[Цель]: Воспроизведите дословно фрагмент текста о переезде семьи в Пекин: от слов «Вскоре вслед за» до слов «жен и детей.)» включительно.

[Страница]:
-*-*-

Отец, конечно, подчинился. Обустроился в Пекине и прислал в Харбин своего секретаря помогать нам в сборах. Ехали мы на спецпоезде для членов семей ответственных работников. С частью охраны, помощников. Прибыли ночью; вокзал тогда располагался в центре города, недалеко от главной площади Тяньаньмэнь. И почему-то я запомнила, как мы въезжаем в старый посольский квартал. Свет фар выхватывает деревья, еще полуголые, на которых только-только листочки распускаются…

Харбин был город сравнительно тихий, а Пекин наполнен криками, звонами. Поселили нас в старом городе: особнячки с прилегающим садиком, глухие стены, между ними узкие переулочки, которые на пекинском диалекте называются хутуны. И вот из этих переулочков всегда что-то доносилось. Идет старьевщик, стучит колотушкой, кричит. Идет точильщик, звенит металлическими связками, как кастаньетами, и поет…

Вскоре вслед за нами из Советского Союза в Пекин перебралась Прасковья Михайловна, моя бабушка русская, любимая. Это было очень важно, особенно для меня и моей сестры Аллы, потому что среда обитания резко изменилась: в Харбине и русские газеты выходили, и многочисленные клубы работали, и оперетта, которую мама очень любила, давала спектакли по-русски. А в Пекине русская диаспора была совсем маленькая, около тысячи человек, в основном бывших эмигрантов, которые не смогли найти себе пристанище за пределами Китая и в итоге приняли советские паспорта. (Советским специалистам тогда еще не позволяли брать с собой жен и детей.)

-*-*-

[Исходные данные]:
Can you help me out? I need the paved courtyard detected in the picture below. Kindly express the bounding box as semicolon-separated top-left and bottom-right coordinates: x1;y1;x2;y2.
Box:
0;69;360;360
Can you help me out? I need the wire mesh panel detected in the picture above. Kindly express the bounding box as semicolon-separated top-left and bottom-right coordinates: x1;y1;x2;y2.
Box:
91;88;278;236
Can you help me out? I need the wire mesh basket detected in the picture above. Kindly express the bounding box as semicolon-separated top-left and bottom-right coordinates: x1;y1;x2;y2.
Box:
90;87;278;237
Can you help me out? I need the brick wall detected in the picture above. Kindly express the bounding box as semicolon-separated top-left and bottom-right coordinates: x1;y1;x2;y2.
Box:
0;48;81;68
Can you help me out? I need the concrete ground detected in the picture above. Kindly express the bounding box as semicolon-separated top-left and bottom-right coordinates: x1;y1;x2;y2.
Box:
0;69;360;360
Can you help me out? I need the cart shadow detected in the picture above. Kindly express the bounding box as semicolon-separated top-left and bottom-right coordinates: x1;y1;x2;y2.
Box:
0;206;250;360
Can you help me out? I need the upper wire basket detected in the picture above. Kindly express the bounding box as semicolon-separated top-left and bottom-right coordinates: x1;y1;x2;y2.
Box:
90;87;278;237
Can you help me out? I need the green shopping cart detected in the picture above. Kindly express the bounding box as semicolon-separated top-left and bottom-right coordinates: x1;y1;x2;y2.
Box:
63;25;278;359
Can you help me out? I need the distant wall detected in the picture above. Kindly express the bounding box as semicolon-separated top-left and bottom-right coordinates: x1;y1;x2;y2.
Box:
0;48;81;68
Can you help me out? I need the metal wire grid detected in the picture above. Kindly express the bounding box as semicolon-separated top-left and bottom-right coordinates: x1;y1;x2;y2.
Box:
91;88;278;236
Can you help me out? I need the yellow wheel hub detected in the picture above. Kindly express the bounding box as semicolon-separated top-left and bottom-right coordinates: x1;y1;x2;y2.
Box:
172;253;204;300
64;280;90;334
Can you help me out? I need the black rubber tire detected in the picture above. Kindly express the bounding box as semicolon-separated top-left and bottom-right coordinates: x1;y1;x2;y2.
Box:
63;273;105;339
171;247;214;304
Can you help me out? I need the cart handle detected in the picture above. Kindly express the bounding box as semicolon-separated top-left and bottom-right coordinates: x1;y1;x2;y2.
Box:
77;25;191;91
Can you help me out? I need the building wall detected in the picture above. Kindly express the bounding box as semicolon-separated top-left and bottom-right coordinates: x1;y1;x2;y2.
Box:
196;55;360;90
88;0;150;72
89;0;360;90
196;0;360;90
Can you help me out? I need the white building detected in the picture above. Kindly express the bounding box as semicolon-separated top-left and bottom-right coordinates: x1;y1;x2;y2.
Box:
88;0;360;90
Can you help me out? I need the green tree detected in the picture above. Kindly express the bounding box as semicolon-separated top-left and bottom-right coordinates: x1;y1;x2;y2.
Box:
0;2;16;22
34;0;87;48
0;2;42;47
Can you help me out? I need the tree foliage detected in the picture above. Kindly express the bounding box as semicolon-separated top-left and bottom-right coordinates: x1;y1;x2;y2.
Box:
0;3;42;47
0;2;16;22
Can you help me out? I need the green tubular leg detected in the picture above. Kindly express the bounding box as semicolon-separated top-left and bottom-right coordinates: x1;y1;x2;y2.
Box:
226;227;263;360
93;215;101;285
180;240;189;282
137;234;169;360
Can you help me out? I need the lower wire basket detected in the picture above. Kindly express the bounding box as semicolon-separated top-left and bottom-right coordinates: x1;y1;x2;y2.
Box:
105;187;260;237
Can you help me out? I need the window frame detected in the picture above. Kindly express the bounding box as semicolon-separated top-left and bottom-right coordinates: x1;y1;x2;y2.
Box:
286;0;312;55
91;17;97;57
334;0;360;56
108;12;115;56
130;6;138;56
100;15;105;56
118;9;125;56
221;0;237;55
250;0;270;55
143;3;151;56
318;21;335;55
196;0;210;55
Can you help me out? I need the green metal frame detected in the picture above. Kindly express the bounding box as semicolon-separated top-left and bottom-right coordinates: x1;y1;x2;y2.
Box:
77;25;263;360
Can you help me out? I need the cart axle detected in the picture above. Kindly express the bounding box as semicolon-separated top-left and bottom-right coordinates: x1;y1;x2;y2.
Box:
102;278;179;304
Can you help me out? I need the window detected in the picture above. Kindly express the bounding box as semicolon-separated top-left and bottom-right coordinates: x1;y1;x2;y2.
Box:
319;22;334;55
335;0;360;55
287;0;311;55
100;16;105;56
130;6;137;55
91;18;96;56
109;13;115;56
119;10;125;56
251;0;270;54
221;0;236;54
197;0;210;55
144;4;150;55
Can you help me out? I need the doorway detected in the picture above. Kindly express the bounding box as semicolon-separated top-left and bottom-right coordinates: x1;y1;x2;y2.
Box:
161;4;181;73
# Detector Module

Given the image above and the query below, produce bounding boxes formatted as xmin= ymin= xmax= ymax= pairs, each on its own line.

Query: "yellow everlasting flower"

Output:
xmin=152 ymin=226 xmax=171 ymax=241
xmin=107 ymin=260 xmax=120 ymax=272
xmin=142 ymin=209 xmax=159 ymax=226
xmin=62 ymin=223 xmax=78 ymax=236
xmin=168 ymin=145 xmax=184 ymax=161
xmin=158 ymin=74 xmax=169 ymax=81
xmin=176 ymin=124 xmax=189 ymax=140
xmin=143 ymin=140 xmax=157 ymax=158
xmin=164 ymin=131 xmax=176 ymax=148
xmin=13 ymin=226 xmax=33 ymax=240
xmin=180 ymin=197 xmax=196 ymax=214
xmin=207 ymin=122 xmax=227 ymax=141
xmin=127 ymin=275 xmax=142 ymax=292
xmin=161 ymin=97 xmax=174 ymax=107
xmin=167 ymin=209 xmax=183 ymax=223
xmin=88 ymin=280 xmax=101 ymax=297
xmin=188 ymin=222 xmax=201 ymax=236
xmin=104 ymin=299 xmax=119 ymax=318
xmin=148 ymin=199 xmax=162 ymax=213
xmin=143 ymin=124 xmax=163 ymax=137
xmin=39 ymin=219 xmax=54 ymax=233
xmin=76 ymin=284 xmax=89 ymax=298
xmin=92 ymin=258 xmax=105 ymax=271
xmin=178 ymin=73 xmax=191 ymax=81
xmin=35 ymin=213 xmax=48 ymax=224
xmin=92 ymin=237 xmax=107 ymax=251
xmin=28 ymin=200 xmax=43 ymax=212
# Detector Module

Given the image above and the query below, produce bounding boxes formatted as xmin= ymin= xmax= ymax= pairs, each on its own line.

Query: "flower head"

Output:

-*-*-

[Ожидаемый ответ]:
Вскоре вслед за нами из Советского Союза в Пекин перебралась Прасковья Михайловна, моя бабушка русская, любимая. Это было очень важно, особенно для меня и моей сестры Аллы, потому что среда обитания резко изменилась: в Харбине и русские газеты выходили, и многочисленные клубы работали, и оперетта, которую мама очень любила, давала спектакли по-русски. А в Пекине русская диаспора была совсем маленькая, около тысячи человек, в основном бывших эмигрантов, которые не смогли найти себе пристанище за пределами Китая и в итоге приняли советские паспорта. (Советским специалистам тогда еще не позволяли брать с собой жен и детей.)